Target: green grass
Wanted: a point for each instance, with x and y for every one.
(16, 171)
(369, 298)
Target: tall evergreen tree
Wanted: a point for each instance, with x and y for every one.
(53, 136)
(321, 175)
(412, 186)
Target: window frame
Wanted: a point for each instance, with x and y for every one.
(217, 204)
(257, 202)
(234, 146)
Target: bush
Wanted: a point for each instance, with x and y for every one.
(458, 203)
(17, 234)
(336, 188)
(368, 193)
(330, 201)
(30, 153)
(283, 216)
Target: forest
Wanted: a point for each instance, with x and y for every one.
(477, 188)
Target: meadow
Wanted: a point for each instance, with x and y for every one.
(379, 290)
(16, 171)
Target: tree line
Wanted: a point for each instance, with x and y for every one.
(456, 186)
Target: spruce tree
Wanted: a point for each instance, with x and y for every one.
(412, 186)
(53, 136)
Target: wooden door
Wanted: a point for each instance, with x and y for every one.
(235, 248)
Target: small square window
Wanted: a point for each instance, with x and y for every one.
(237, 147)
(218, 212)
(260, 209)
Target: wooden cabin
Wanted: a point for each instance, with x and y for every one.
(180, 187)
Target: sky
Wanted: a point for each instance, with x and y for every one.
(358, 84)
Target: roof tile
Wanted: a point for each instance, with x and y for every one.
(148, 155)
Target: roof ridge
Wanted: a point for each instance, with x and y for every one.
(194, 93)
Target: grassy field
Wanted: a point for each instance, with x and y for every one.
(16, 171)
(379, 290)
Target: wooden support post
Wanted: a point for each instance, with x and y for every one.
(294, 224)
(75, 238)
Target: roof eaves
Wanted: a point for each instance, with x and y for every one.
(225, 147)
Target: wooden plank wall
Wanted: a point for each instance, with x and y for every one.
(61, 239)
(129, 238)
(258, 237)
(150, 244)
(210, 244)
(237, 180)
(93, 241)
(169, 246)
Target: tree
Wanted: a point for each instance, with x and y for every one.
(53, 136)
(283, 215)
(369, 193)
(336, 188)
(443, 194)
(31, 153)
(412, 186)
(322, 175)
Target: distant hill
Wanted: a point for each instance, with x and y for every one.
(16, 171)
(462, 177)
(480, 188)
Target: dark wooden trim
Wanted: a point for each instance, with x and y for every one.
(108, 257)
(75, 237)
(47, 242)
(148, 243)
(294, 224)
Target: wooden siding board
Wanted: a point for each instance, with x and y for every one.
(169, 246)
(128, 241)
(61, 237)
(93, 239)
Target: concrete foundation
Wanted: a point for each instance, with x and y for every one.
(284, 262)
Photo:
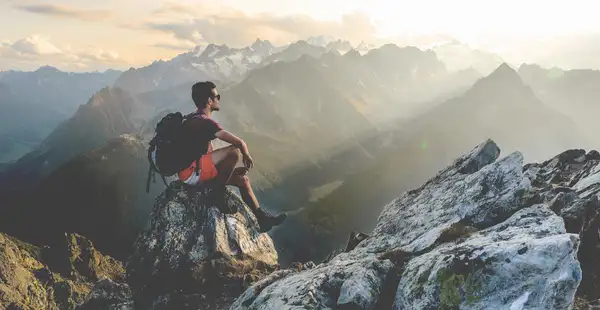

***

Task description: Repeat the material above line for line, leaving out the pictures.

The answer:
Target: green grass
Wanted: a point for each instance, with x and y for every one.
(16, 171)
(369, 298)
Target: tall evergreen tree
Wanted: a point for each instance, with x and y for every one.
(53, 136)
(321, 175)
(412, 186)
Target: window frame
Wanted: a point for each instance, with x and y for every one.
(217, 204)
(257, 202)
(234, 146)
Target: bush
Wanted: a point for each instance, with x and y for every one.
(458, 203)
(17, 234)
(336, 188)
(368, 193)
(330, 201)
(30, 153)
(283, 216)
Target: forest
Wanted: a point for each instance, with x and y for every one.
(477, 188)
Target: meadow
Wanted: a point for each instance, with x and y for every one.
(379, 290)
(16, 171)
Target: tree line
Wanted: a point for each instance, with x and y for every one.
(456, 186)
Target: spruce tree
Wanted: a point for each instance, with x and y for every one.
(412, 186)
(53, 136)
Target: wooden door
Wanted: a point for each instance, with x and y for every one.
(235, 248)
Target: small square window
Wanted: a point for each instance, with x and y for every one.
(237, 147)
(218, 212)
(260, 209)
Target: wooden cabin
Wanted: a point for each instance, with x and y for every one.
(180, 187)
Target: sky
Wanted: a point for each instance, with x and y for every one.
(358, 84)
Target: roof tile
Wanted: a point for each instance, with x and y for every one.
(148, 155)
Target: roof ridge
Wanted: a point for each instance, with x and y for every one.
(194, 93)
Target: grassy field
Wanted: a point for each instance, with x and y for every one.
(16, 171)
(379, 290)
Target: wooden support post
Wanted: a point for each instance, with x and y for every one.
(294, 224)
(75, 238)
Target: roof eaves
Wanted: a point for each instance, with x and y for every one.
(225, 147)
Target: wooden plank wall
Wanted: a point for each instance, with x and y for every one.
(61, 239)
(129, 238)
(258, 237)
(150, 244)
(210, 244)
(237, 180)
(93, 241)
(169, 246)
Target: tree
Wanted: a point for each instance, with x and y for every one.
(53, 136)
(283, 215)
(369, 193)
(336, 188)
(443, 194)
(31, 153)
(412, 186)
(322, 175)
Target: distant hill
Wanted: a point for each instance, with x and y for every one.
(16, 171)
(462, 177)
(480, 188)
Target: dark wooden trim
Wanted: a point for each instance, with x and y for every one.
(108, 257)
(75, 237)
(47, 242)
(148, 243)
(294, 224)
Target: wooden siding board
Wanted: a point for each instance, with x and y for every one.
(169, 246)
(128, 241)
(61, 237)
(93, 239)
Target: concrete foundation
Wanted: a point for each instance, with x and y for every one.
(284, 262)
Photo:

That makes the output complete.